» DATA SHOWN
**********
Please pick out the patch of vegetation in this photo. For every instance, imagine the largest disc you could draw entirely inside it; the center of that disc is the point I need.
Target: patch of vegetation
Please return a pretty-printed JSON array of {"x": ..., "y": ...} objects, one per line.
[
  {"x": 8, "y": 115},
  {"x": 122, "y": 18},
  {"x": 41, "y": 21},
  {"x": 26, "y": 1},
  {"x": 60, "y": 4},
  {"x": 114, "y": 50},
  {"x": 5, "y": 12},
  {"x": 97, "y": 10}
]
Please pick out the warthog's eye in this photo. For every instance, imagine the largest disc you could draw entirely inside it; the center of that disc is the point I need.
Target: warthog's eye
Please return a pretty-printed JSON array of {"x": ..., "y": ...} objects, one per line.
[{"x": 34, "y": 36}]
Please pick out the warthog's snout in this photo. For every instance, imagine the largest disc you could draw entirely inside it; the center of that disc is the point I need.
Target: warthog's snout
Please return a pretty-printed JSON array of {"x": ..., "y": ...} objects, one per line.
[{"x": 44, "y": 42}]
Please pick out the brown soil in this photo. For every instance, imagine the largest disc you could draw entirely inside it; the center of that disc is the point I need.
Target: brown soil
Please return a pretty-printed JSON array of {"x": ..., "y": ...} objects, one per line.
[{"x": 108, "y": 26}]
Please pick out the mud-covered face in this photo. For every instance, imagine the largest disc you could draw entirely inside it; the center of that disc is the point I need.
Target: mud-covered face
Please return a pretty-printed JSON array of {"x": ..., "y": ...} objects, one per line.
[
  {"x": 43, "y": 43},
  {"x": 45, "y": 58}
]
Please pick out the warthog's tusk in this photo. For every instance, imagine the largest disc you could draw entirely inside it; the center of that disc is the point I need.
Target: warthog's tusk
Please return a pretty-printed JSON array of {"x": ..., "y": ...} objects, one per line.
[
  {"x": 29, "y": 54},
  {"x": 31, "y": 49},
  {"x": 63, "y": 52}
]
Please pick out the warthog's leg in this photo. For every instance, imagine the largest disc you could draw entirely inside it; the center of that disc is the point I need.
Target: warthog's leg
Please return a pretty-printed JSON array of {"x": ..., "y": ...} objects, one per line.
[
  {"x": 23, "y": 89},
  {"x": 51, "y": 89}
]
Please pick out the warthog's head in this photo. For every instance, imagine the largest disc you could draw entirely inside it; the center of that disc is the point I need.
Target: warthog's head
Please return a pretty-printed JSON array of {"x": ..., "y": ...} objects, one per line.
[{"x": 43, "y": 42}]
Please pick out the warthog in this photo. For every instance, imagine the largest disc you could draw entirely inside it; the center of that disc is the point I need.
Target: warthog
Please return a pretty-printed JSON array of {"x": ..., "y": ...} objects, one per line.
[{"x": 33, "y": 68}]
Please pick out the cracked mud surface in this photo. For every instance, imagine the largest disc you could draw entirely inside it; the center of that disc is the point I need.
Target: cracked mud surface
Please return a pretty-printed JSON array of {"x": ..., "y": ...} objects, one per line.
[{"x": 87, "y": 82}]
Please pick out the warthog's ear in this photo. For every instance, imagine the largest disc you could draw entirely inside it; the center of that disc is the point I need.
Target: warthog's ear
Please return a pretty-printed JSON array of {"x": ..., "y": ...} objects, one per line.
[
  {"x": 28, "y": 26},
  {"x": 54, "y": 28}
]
**********
» GIVEN REQUEST
Could you edit the material starting at the line containing "Please pick out the warthog's tusk" and ending at the line containing "Target: warthog's tusk", putting "tooth" wherever "tusk" occurs and leaving everything else untouched? Give back only those lines.

» OUTPUT BELOW
Please pick out the warthog's tooth in this photo. For every instance, imagine the largest disc you could draw entirely inside it; the center of that disc is the point I need.
Target: warthog's tooth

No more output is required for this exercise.